→ **THE PROBLEM**
Every record should be repeated exactly, except that pictures are left out.

→ **ENTRIES SHOWN**
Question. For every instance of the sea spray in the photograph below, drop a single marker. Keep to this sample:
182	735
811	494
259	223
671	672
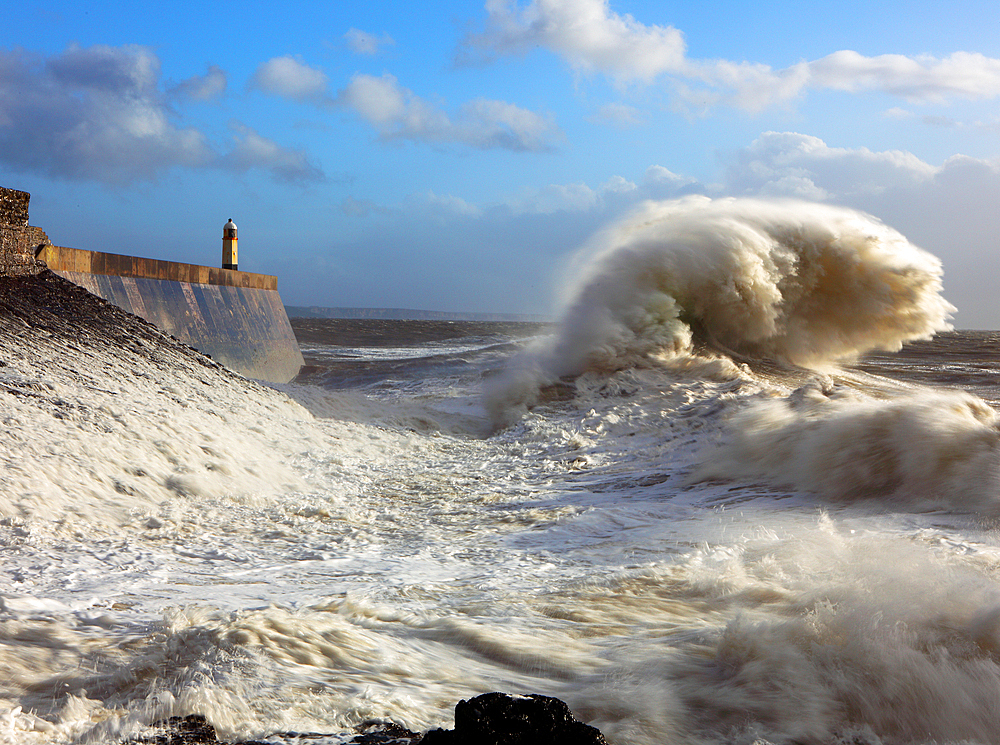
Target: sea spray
799	283
919	451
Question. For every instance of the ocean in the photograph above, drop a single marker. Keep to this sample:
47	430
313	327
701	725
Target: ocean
744	489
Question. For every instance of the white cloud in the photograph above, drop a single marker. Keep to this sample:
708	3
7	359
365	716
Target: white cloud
91	113
289	77
205	87
397	113
590	36
620	115
791	164
444	204
594	39
362	42
98	113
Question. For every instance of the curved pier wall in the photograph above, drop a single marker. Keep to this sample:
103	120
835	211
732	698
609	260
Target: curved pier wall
236	318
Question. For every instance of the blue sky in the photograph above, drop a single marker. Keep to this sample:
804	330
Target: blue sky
454	156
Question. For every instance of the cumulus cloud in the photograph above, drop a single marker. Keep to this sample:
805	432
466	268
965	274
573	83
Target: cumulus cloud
797	165
398	113
620	115
205	87
586	33
592	38
289	77
91	113
99	113
361	42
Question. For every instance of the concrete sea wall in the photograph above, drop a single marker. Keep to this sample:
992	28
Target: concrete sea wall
236	318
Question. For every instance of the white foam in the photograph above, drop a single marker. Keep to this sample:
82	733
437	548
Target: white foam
796	282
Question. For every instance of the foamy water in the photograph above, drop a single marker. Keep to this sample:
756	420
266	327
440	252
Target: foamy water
687	544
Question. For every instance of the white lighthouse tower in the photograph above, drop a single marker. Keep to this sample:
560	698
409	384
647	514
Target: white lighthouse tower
229	247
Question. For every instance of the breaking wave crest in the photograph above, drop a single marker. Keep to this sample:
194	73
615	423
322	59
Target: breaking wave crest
933	450
794	282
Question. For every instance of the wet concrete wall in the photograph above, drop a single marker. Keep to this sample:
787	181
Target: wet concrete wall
236	318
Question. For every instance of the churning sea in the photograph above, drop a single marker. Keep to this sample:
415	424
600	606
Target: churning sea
701	507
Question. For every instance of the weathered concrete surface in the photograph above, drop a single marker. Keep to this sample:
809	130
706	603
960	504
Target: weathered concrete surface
243	328
63	259
236	318
18	240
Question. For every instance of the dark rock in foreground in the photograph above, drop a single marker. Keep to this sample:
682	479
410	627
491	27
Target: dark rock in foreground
499	719
490	719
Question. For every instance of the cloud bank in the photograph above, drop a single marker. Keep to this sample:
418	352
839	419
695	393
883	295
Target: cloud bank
397	113
100	113
593	39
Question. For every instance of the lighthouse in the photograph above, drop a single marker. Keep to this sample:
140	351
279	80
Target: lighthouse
229	249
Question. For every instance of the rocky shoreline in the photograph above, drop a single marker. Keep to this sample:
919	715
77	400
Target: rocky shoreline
489	719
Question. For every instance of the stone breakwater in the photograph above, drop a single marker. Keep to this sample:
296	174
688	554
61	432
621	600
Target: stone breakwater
18	240
236	318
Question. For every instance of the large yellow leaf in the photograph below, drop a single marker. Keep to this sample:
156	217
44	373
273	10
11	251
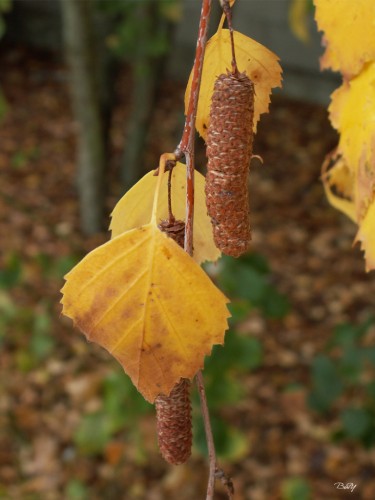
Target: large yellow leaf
260	64
150	305
349	33
135	207
352	113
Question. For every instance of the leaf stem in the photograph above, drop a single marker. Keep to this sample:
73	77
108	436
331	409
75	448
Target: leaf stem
161	169
170	213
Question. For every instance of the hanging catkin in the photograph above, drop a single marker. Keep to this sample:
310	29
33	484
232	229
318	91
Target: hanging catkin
229	150
173	412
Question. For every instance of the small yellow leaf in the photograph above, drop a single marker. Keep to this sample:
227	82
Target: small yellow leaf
146	301
349	33
352	113
260	64
366	236
135	207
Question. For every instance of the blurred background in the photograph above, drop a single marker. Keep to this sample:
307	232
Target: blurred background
91	93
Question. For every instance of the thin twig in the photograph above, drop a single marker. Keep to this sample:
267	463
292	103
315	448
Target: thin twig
228	13
186	148
171	218
209	436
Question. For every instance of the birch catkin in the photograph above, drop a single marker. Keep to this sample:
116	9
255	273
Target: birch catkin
229	150
173	412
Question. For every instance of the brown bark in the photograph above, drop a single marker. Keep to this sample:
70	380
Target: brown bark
80	51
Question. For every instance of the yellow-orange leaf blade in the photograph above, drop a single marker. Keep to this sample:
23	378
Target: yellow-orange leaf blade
135	207
352	113
260	64
349	33
150	305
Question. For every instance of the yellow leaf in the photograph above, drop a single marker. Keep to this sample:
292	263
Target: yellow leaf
260	64
147	302
298	19
135	207
352	113
338	186
349	33
366	236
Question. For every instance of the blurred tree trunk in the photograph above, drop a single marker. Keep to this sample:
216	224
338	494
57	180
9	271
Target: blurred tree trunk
78	27
147	68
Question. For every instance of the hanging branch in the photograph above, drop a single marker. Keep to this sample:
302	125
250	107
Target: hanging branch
187	148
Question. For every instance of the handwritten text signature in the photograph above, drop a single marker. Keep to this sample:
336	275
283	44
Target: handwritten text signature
347	486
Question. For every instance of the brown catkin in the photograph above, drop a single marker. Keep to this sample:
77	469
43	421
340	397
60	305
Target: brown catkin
173	412
229	150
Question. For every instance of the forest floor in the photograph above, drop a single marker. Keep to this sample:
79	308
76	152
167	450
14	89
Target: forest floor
51	377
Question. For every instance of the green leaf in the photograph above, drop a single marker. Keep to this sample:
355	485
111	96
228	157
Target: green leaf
239	352
350	364
239	310
346	335
230	443
275	305
356	422
76	490
295	488
370	389
122	402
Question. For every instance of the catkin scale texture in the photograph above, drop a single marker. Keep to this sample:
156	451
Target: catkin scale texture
229	149
173	420
173	412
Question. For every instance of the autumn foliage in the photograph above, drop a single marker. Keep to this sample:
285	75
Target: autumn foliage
140	295
349	171
143	297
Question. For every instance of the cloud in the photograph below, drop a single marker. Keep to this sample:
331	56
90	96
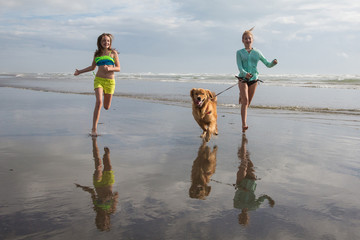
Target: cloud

→ **WRITTEN ANSWER**
Question. For every instance of the sea spray in the photograph below, drop a single marker. Keep to this sample:
182	735
811	494
259	223
671	672
Target: sea spray
799	283
919	451
Question. For every instance of the ocean in the photograph above, drop a single marker. Keep to this sample:
47	430
313	327
701	725
Target: ocean
744	489
Question. For every instance of the white cloud in the photograph above, drop a single marker. Keep to this sample:
708	3
7	359
365	716
Target: white cloud
91	113
289	77
205	87
397	113
590	36
620	115
791	164
444	204
594	39
362	42
98	113
Question. For every instance of the curved pier wall in the photograph above, drop a single marker. Keep to this sample:
103	120
835	211
732	698
609	260
Target: curved pier wall
236	318
Question. For every instance of the blue sky in the photograph above, drop a single marker. Keep to this sample:
804	330
Target: blue sky
454	156
Question. For every instance of the cumulus cloud in the photograph above, drop a single marker. Keep to this sample:
805	432
466	268
965	274
573	83
Target: cumulus cloud
797	165
398	113
620	115
205	87
586	33
592	38
289	77
91	113
99	113
361	42
Question. For every instance of the concrete sea wall in the photograph above, drop a single marker. Keep to this sample:
992	28
Target: concrete sea wall
236	318
Question. For every instance of the white foam in the photograph above, drop a single marker. Keep to this sample:
82	733
437	548
Target: white foam
796	282
Question. For every instance of the foamy water in the photograph above, drop a single marker. Keep to this sample:
756	420
266	327
440	252
Target: foamy water
687	544
Question. For every instance of the white lighthouse tower in the photograph above, drop a single marker. Keep to this sample:
560	698
409	384
647	514
Target: white lighthouse tower
229	247
Question. For every instance of the breaking wave crest in the photograph above, drop a single marker. Keep to this sample:
194	73
615	423
322	59
Target: breaking wave crest
933	450
794	282
Question. For every instance of the wet concrete wall in the photograph above, drop a single marker. Keep to this sample:
787	181
Target: wet concrete wall
236	318
Question. For every instance of the churning sea in the photograph above, drop a single marker. Keep to this sample:
415	424
600	606
Target: churning sea
701	507
Question. For every instance of the weathered concrete surface in the photograph above, drop a single marker. Keep to this sample:
809	130
706	603
960	504
Target: weathered concrete surface
243	328
63	259
236	318
18	240
Question. For every instance of the dark rock in foreground in the photograph above, drop a single marker. Keep to this sample:
682	479
410	627
491	27
Target: dark rock in foreground
499	719
490	719
Question. For every instance of the cloud bank in the photograph above, drop a single marker. Keep to this sample:
418	352
839	419
695	393
883	295
Target: cloud bank
397	113
100	113
593	39
Question. For every instance of the lighthouse in the photograph above, drop a single marker. Keep to this sample:
140	351
279	80
Target: lighthouse
229	249
Question. For every instance of the rocky shoreline in the photograph above, drop a single marker. Keep to this sample:
919	715
77	400
Target: rocky shoreline
489	719
Question. For every instance of the stone breakwater in the photograph above, drop a single marker. Keep to this sample:
296	174
688	554
61	432
621	600
Target: stone breakwater
18	240
236	318
Question. For every instance of the large yellow leaf in the photograph below, drop a single marker. Keep to this sample:
156	217
44	373
273	10
11	251
Target: large yellow leaf
260	64
150	305
349	33
135	207
352	113
Question. For every instance of the leaf stem in the photograph above, drop a single marker. Keep to this sample:
73	77
108	436
331	409
75	448
Target: leaf stem
161	169
170	213
Question. For every instance of the hanging catkin in the photograph above, drop a single marker. Keep to this sample:
310	29
33	484
232	229
318	91
Target: hanging catkin
229	150
173	412
Question. For every instance of the small yellow leaf in the photograph above, drop a single marker. Keep to this sample:
227	82
Target: small yellow leaf
146	301
349	33
352	113
260	64
366	236
135	207
Question. For every instance of the blurred background in the photograph above, drop a single marker. Keep to this sample:
307	232
Target: blurred background
91	93
Question. For every instance of the thin twig in the photograph above, drop a single marker. Keep to this sample:
267	463
292	103
315	448
Target: thin twig
228	13
186	148
171	218
209	436
Question. For every instance of the birch catkin in the photograph above, drop a single marker. Keep to this sample:
116	9
255	273
Target: birch catkin
229	150
173	412
Question. For every instance of the brown bark in the photograph above, drop a single marker. Keep to this sample:
70	380
Target: brown bark
80	51
Question. For every instance of the yellow-orange leaf blade in the photograph above, drop a single marker. Keep to this sample:
23	378
Target: yellow-orange leaf blade
135	207
352	113
260	64
349	33
150	305
Question. For every instance of the yellow leaf in the photograph above, drop a single marker. Keep to this sample:
292	263
Target: yellow leaf
260	64
147	302
298	19
135	207
352	113
338	186
349	33
366	236
Question. For every instance of the blurred tree trunk in the photograph above, drop a single marker. Keep to this sample:
216	224
338	494
57	180
9	271
Target: blurred tree trunk
78	27
147	68
Question. For every instance of the hanging branch in the photograph above, drop a single marker. Keep to this sample:
302	125
250	107
Target: hanging branch
187	148
Question. For every instance of the handwritten text signature in the photograph above, drop a single marker. Keep to this sample:
336	275
283	44
Target: handwritten text signature
347	486
Question. For every instance of the brown catkin in the photograph above, drop a single marker. Keep to this sample:
77	469
43	421
340	397
60	305
Target: brown catkin
173	412
229	150
Question. For every instance of the forest floor in the photograph above, drop a single marker. Keep to this sample:
79	308
76	152
167	450
14	89
Target: forest floor
51	377
Question. For every instance of the green leaf in the photograph above, drop a single marker. Keep to this sample:
355	485
111	96
228	157
Target: green leaf
239	352
350	364
239	310
346	335
230	443
275	305
356	422
76	490
295	488
370	389
122	402
Question. For every instance of the catkin scale texture in the photograph above, drop a single marker. Keep to this sample:
156	451
Target: catkin scale texture
229	149
173	420
173	412
Question. For every instance of the autumn foliage in the photograph above, drop a single marker. Keep to this sample:
285	75
Target: autumn foliage
140	295
349	171
143	297
Question. For every instance of the cloud in the photograph below, drop a single marker. Keep to this sample:
331	56
90	96
Target: cloud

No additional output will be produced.